### Your task
Carry on the passage about the myth of European price controls in pharmaceuticals, picking up after its final sentence.

The myth of European price controls in pharmaceuticals

The European Commission, however, has rubbished the price-controls claim. The Commission has pointed out that:
factual evidence shows that [Glaxo] does not simply accept prices set by the Spanish authority. There is always negotiation and for four products which are prime candidates for parallel trade, [Glaxo] has even negotiated price increases with the Spanish authorities.
Furthermore, the Commission has pointed out that:
...there does not appear to be any causal link between the losses due to parallel trade and [Glaxo's] R&D investments. Moreover, these losses are too insignificant to affect these investments to a considerable extent. Finally, it must be stressed that the R&D budget of pharmaceutical companies while important only represents around 15% of their total budget.

### Given records
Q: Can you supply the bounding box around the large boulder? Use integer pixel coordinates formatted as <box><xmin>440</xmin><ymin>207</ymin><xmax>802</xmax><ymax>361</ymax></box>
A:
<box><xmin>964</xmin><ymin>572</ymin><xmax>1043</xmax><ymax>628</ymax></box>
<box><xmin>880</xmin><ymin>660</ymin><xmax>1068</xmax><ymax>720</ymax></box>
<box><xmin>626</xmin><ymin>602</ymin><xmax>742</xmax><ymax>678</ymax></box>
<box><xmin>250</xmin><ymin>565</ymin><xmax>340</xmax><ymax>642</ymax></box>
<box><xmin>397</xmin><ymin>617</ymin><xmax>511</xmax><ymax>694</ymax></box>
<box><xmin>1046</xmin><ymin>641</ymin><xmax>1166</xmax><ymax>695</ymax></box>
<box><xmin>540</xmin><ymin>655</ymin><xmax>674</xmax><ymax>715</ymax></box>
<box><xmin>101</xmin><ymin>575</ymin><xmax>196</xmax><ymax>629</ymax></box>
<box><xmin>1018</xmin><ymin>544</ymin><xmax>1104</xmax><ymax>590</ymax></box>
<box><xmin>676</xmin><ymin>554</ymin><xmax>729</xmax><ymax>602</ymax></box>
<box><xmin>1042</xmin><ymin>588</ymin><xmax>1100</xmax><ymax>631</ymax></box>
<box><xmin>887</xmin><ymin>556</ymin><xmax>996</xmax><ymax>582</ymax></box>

### Result
And as the Pharmopoly campaign has pointed out:
This can not be emphasised often enough: Europe does not have price controls, it has big customers who, like the U.S. Veterans Administration, obtain volume discounts from the pharmaceutical suppliers and negotiate lower prices. [Talking of] price controls, which do not actually exist, makes no sense. Buyers negotiate with sellers in the market-place every day. Big customers get big discounts; the U.S. army can buy Humvee vehicles cheaper than retail customers because they are the biggest buyers of military vehicles in the world, Wal-Mart pays low prices for coffee because it is the biggest retailer of coffee in the world and Britain's NHS negotiates keen drug prices because it buys nearly $20 billion of pharmaceuticals every year.